===== GIVEN PASSAGE =====
7 Wald, distance, and endogeneity tests in GMM
The J-test is one of a family of GMM-based tests. The Wald test (for parameter restrictions) and the distance test (LR-style) round out the GMM “trinity” — analogs of \(t\)/\(F\), LR, and Sargan from classical inference, but valid under heteroskedasticity. A close cousin, the GMM endogeneity test, is the heteroskedasticity-robust generalization of Durbin–Wu–Hausman.
7.1 Wald test in GMM
For testing \(H_0: r(\bm{\beta}) = \bm{\theta}_0\) with \(q\) restrictions, the Wald statistic is \[ W = n\,(r(\hat{\bm{\beta}}) - \bm{\theta}_0)'\,\hat{\bm{V}}_{\theta}^{-1}\,(r(\hat{\bm{\beta}}) - \bm{\theta}_0) \xrightarrow{d} \chi^2_q, \] with \(\hat{\bm{V}}_\theta = \hat{\bm{R}}'\,\hat{\bm{V}}_\beta\,\hat{\bm{R}}\) and \(\hat{\bm{R}} = \partial r / \partial \bm{\beta}\) (delta method). For a single linear restriction this reduces to a \(z\)-statistic squared.
Test whether the slope in our two-step fit equals the true value \(0.5\):
b_hat <- coef(fit_2step)["X"]
v_hat <- vcov(fit_2step)["X", "X"]
W_stat <- (b_hat - 0.5)^2 / v_hat
p_W <- 1 - pchisq(W_stat, df = 1)
c(beta_hat = b_hat, W = W_stat, p = p_W)beta_hat.X W.X p.X
0.5368752 0.4132659 0.5203165
For multi-restriction or nonlinear hypotheses the same logic extends via the gradient \(\hat{\bm{R}}\).
=====
GIVEN EXERCISE:
Please decide whether each statement below agrees with the passage on GMM tests, answering yes or no and quoting the passage's deciding words. 1. With a single linear restriction, the Wald statistic becomes a squared z-statistic. 2. The GMM endogeneity test holds only when errors are homoskedastic. 3. The distance test is described as Wald-style.
===== DATASET ROWS =====
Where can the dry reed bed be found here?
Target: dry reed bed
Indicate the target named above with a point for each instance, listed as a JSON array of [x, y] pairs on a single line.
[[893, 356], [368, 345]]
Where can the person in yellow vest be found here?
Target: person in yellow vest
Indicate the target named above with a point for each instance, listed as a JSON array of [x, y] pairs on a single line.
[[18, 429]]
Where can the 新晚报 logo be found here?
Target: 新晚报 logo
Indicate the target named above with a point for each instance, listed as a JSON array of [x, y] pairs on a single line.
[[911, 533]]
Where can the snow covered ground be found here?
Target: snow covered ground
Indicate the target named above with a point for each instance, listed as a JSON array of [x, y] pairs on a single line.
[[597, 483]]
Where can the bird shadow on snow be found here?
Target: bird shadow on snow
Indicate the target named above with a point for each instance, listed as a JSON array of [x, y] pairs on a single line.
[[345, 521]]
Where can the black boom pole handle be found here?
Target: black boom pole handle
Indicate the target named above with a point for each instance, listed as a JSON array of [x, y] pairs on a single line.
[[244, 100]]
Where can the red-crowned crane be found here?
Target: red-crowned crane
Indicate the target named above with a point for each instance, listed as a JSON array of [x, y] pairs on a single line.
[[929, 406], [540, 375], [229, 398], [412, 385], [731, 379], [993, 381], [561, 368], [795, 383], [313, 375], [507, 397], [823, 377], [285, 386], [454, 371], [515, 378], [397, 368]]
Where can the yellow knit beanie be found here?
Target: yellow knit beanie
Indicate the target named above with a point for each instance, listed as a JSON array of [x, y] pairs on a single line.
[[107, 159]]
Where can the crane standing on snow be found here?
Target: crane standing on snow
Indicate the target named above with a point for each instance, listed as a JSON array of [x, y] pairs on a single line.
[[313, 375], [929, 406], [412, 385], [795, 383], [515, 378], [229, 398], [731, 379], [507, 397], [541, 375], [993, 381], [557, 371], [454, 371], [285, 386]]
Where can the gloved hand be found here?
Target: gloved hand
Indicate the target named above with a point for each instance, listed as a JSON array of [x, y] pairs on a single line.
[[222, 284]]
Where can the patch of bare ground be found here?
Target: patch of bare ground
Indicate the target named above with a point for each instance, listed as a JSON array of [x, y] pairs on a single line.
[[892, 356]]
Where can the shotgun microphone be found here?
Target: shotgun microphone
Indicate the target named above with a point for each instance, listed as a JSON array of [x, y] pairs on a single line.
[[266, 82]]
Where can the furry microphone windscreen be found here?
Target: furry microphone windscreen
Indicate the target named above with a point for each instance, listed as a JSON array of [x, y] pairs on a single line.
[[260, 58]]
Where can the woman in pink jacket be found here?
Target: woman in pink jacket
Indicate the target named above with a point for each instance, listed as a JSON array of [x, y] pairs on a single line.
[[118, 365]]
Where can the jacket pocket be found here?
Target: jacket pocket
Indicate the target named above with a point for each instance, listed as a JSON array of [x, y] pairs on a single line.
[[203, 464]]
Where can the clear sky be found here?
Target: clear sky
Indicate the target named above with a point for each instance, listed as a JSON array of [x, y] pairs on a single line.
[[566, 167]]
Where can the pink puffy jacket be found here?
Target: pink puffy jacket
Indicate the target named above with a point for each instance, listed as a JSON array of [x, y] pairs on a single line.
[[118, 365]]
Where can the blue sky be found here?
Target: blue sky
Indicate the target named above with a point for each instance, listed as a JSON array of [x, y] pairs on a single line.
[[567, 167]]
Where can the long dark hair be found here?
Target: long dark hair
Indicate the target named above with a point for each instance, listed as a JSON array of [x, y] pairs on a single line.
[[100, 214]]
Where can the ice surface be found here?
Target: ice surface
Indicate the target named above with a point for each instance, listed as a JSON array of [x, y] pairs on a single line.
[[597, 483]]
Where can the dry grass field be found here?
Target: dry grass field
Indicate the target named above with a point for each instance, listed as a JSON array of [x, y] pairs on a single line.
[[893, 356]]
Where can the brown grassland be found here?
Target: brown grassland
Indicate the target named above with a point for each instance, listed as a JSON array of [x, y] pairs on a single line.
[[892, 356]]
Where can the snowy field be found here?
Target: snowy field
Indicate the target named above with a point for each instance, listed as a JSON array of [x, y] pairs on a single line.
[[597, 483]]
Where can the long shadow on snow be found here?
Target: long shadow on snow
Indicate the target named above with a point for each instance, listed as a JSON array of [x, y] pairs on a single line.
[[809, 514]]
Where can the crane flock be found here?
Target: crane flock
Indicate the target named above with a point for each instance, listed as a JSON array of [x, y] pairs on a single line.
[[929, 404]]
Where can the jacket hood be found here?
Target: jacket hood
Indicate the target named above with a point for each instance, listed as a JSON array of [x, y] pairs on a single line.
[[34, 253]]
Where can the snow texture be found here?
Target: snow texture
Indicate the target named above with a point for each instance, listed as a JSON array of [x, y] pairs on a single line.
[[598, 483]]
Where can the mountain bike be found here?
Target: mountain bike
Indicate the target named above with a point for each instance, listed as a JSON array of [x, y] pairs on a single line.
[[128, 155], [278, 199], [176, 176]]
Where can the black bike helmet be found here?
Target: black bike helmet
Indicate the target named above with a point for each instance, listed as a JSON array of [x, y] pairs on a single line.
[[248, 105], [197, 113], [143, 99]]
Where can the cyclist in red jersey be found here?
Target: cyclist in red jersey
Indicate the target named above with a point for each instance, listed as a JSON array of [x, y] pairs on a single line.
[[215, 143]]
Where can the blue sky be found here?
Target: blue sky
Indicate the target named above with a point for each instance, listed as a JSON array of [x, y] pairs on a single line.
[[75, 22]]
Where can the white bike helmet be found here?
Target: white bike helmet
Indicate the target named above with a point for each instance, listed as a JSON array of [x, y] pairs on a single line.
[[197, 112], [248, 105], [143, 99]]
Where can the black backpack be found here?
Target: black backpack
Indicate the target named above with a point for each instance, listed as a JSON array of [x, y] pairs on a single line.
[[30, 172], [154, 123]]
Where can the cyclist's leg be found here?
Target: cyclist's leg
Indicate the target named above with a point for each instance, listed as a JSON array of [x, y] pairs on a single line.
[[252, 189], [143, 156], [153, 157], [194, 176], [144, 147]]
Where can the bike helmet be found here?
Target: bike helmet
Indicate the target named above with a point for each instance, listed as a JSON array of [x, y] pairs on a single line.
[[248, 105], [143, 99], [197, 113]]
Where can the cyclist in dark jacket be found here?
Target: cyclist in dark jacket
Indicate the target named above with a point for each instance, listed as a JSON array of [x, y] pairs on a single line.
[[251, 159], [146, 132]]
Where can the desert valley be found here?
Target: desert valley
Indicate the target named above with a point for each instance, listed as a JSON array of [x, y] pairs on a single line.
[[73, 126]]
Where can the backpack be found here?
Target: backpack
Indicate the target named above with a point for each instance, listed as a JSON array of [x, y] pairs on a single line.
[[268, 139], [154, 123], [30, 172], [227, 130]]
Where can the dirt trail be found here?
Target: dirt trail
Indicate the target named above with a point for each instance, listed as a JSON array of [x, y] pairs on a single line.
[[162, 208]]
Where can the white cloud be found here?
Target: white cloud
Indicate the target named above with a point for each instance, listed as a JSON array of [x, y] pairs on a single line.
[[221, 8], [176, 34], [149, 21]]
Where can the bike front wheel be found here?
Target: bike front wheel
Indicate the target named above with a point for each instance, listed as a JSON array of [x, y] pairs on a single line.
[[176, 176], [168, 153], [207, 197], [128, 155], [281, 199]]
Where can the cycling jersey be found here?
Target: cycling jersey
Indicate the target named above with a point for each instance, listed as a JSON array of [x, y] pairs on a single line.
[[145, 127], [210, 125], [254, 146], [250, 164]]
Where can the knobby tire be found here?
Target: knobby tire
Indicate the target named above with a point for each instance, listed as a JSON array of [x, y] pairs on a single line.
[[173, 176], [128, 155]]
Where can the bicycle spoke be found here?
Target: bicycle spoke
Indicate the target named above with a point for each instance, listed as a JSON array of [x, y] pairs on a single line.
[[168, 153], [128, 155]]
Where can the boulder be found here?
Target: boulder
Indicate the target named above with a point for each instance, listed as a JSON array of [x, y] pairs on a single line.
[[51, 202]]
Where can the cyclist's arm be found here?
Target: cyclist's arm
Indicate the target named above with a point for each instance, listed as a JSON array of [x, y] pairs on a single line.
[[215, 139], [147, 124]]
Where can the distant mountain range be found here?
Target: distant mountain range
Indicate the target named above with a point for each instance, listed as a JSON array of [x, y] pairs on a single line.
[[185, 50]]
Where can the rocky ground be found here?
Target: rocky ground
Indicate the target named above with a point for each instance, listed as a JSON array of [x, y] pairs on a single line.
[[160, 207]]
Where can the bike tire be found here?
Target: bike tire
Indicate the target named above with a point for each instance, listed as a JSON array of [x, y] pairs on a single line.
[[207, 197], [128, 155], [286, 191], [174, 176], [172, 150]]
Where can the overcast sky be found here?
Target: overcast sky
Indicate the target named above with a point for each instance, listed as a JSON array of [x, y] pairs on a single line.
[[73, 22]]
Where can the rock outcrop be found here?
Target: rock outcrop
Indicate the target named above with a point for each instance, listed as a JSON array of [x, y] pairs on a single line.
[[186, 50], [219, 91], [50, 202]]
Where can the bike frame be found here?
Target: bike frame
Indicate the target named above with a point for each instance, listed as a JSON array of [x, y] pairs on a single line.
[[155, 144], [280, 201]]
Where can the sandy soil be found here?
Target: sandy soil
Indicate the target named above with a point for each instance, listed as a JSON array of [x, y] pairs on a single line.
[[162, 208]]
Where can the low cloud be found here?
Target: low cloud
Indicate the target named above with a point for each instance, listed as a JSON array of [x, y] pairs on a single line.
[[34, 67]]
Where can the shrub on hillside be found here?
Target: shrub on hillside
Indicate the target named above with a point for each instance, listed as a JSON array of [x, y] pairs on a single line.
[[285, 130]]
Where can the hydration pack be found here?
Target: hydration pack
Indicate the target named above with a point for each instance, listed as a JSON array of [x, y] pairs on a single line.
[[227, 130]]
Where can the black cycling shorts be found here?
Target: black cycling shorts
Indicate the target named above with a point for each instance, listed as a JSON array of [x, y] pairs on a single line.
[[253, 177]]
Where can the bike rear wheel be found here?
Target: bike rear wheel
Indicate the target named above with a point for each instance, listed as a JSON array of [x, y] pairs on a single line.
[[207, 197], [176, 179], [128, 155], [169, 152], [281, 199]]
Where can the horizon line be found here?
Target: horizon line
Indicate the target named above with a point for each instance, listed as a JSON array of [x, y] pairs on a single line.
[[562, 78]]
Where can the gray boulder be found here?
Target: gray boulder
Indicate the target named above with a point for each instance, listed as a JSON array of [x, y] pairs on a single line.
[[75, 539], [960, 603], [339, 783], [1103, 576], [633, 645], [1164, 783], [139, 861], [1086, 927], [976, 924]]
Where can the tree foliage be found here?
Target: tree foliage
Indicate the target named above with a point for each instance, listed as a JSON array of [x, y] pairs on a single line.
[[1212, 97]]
=====
FINISHED TASK:
1. Yes: "For a single linear restriction this reduces to a \(z\)-statistic squared."
2. No: "the heteroskedasticity-robust generalization of Durbin–Wu–Hausman"
3. No: "the distance test (LR-style)"